[Collected data entries]
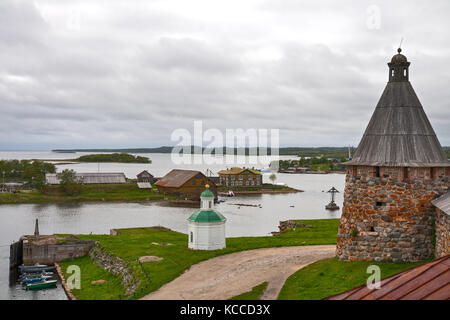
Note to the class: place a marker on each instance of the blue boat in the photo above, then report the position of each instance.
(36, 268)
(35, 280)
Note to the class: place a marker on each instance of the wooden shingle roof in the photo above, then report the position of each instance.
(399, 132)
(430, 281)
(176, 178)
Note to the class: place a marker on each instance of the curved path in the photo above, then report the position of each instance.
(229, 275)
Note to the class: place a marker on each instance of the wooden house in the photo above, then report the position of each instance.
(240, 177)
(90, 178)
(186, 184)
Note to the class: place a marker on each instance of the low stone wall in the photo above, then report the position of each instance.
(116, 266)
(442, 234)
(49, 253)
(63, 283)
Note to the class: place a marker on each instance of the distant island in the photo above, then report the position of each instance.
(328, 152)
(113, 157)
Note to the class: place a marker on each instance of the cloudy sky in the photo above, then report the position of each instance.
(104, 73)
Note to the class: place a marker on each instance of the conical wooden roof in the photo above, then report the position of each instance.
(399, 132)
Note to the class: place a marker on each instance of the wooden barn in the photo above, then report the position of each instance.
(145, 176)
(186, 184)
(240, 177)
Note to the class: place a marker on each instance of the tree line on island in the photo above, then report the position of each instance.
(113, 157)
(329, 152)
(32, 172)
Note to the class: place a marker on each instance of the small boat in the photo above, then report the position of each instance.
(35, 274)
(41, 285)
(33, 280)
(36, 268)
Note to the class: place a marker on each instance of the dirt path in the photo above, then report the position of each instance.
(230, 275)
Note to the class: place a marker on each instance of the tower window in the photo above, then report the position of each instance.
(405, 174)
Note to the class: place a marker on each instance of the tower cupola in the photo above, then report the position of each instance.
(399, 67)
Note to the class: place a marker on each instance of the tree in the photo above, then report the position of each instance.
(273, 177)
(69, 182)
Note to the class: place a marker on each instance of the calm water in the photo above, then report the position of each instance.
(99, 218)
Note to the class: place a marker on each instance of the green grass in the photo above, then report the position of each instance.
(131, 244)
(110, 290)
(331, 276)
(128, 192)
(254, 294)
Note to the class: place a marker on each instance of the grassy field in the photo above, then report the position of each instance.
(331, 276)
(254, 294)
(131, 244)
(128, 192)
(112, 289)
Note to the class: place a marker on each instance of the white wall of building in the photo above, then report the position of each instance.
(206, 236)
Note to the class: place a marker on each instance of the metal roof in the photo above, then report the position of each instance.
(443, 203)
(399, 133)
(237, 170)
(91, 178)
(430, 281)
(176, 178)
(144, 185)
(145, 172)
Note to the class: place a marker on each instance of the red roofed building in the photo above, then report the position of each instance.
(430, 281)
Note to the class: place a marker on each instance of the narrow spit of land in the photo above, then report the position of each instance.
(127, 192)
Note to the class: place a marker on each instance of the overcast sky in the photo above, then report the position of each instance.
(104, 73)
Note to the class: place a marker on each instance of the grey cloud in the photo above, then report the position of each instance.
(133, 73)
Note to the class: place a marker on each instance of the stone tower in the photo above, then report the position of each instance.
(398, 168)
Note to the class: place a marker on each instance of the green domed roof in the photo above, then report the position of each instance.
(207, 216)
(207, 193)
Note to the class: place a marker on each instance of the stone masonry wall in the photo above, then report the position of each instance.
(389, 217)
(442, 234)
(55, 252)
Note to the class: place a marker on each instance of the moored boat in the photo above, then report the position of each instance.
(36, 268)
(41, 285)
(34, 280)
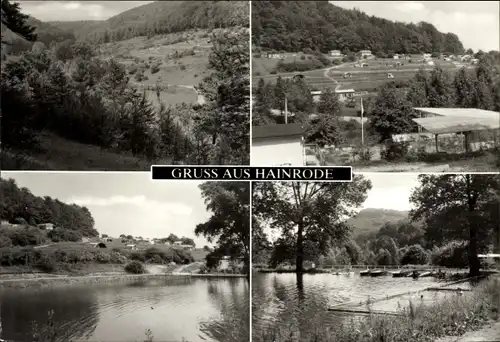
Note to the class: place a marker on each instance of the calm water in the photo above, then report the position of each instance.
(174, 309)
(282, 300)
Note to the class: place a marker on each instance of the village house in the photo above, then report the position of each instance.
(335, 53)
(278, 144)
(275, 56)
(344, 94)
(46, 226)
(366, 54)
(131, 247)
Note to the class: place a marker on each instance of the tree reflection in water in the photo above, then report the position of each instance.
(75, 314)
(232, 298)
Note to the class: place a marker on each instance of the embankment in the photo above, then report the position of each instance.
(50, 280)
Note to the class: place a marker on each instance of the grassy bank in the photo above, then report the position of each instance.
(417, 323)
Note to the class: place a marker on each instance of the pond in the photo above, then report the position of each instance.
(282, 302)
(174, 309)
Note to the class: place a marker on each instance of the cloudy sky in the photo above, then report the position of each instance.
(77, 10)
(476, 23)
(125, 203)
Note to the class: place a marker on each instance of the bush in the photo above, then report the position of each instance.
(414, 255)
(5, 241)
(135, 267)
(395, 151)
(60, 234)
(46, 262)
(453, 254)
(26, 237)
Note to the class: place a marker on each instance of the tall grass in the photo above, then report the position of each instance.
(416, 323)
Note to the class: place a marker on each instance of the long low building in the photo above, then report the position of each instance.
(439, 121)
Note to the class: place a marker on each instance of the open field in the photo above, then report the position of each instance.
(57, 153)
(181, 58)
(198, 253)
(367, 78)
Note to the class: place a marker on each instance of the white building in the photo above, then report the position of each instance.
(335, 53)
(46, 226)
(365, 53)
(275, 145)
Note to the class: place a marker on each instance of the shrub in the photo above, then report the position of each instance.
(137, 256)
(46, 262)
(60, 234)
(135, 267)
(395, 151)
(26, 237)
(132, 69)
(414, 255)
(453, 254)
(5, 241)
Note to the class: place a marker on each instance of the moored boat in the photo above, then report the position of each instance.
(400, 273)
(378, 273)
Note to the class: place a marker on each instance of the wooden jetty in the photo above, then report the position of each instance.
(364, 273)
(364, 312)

[Assignment] Print the data exactly as written, dropping any images it holds.

[Result for this exercise]
Note to the class: place a marker on each instance of the blue boat in the photo above, then report the position of each instance.
(36, 268)
(35, 280)
Note to the class: place a marker on each instance of the wooden shingle roof in the photo above, then report the position of each instance.
(399, 132)
(430, 281)
(176, 178)
Note to the class: place a marker on each instance of the curved path in the photo above, then report the position of each instance.
(229, 275)
Note to the class: place a marker on each instance of the wooden house in the photo above, then report the position of each instance.
(240, 177)
(90, 178)
(186, 184)
Note to the class: place a marker on each instance of the low stone wall in the photo above, then report the position of each instance.
(116, 266)
(442, 234)
(49, 253)
(63, 283)
Note to the class: place a marker on each instance of the distant island in the photo above, then report the position of each instance.
(328, 152)
(113, 157)
Note to the class: place a marker on each instance of the cloudy sky in the photo above, then report the position of each instance.
(104, 73)
Note to the class: place a marker on each instance of the conical wooden roof in the photo above, then report the position of each instance.
(399, 132)
Note to the class: place a marker on each instance of the wooden barn in the photo above, then report the position of each instance.
(145, 176)
(186, 184)
(240, 177)
Note to the class: place a marker on each instance of the tree line on island in the photo above, then report the position of each instance.
(113, 157)
(329, 152)
(32, 172)
Note to the class: place a marker on each instance of the small boat in the photo above, then report the position of each instance.
(35, 274)
(41, 285)
(33, 280)
(36, 268)
Note to the class: place a marker on each instance of the dirt path in the photo above, then report the position of each instance.
(230, 275)
Note to the class: place a marker on each instance of the tower window in the photo above, then report the position of each instance.
(405, 174)
Note to the class: place a marker on each instance of the tower cupola in the photo above, then report the position of each instance.
(399, 67)
Note to the class: place a marker on each instance of the tree in the photo above, then report the position of each instance.
(273, 177)
(69, 182)
Note to the class: place a marker on each instance of the calm water in the photo above, then report the position of each instance.
(99, 218)
Note to the class: place a marker on each instance of the green grass in the photo above, then report the position of each instance.
(131, 244)
(110, 290)
(331, 276)
(128, 192)
(254, 294)
Note to the class: place a marker on each instance of the grassy field in the photo above, then report the position of each instance.
(331, 276)
(254, 294)
(131, 244)
(128, 192)
(112, 289)
Note to the class: place a marker on each instance of the white wall of building in the photo above, then report the position of each instance.
(206, 236)
Note to the class: place a marker on each instance of the metal roof in the photo above, then report the position of each instance.
(443, 203)
(399, 133)
(237, 170)
(91, 178)
(430, 281)
(176, 178)
(144, 185)
(145, 172)
Note to the class: place a marker on each instance of the red roofed building in the photo above, then report the position of each instance.
(430, 281)
Note to the class: place a marker on each instance of the narrow spit of land in the photo above, then report the position of each instance.
(127, 192)
Note to the class: place a marker on each instance of the overcast sky in the photo above, then report the position of each instance.
(104, 73)
Note to the class: place a marker on each instance of the grey cloud in the photo above, then report the position of each instance.
(133, 73)
Note to the class: place a marker on each instance of the stone tower in the photo above, then report the position of each instance.
(398, 168)
Note to the class: place a marker on each instance of the green domed roof in the photo above, then report the position of each instance.
(207, 216)
(207, 193)
Note to the class: place a marker on each instance of the stone masonry wall in the photo above, then report the position of each instance.
(389, 217)
(442, 234)
(55, 252)
Note to the class: place a marker on each instance of the moored boat in the photo above, then report the position of each instance.
(36, 268)
(41, 285)
(34, 280)
Note to the class: place a marker on each instance of the calm water in the photo above, then report the position of each instance.
(174, 309)
(282, 300)
Note to the class: place a marker on each instance of the village house in the photo above, then report the position of each instance.
(335, 53)
(278, 144)
(275, 56)
(344, 94)
(46, 226)
(366, 54)
(131, 247)
Note to the class: place a marker on each instance of the tree reflection in water in the photo above, then report the position of each instance.
(75, 314)
(232, 298)
Note to the class: place a marker on each instance of the embankment in the photo above, then report the position of each instance.
(50, 280)
Note to the class: place a marker on each instance of the grassy bank in the photo above, then report the position of each instance.
(417, 323)
Note to the class: place a marker on each instance of the pond in the photo above, then report the position of each instance.
(282, 302)
(174, 309)
Note to the class: place a marker on each instance of the cloudy sky in the photo above, then report the position of each instance.
(77, 10)
(476, 23)
(125, 203)
Note to the class: place a marker on each instance of the bush in the photo above, then report the position of each instance.
(414, 255)
(5, 241)
(135, 267)
(395, 151)
(60, 234)
(46, 262)
(453, 254)
(26, 237)
Note to the class: place a marker on each instance of the tall grass in the photo above, then report the position of each instance.
(416, 323)
Note to the class: place a marker on each instance of the long low building in the photo above, then report the position of each instance.
(439, 121)
Note to the class: place a marker on each instance of the open field in the photo above, then report the position of each instance.
(57, 153)
(181, 58)
(198, 253)
(367, 78)
Note to the class: place a marker on each instance of the white building in the photo above, then report the position of each instance.
(335, 53)
(46, 226)
(365, 53)
(275, 145)
Note to the class: place a marker on each instance of the shrub in the photo above, then report the position of each instance.
(137, 256)
(46, 262)
(60, 234)
(135, 267)
(395, 151)
(26, 237)
(132, 69)
(414, 255)
(453, 254)
(5, 241)
Note to the class: place a marker on each instance of the moored boat in the photo above, then report the position of each instance.
(400, 273)
(378, 273)
Note to the class: place a marker on each instance of the wooden jetty in the photo above, then report the position of each instance.
(364, 273)
(364, 312)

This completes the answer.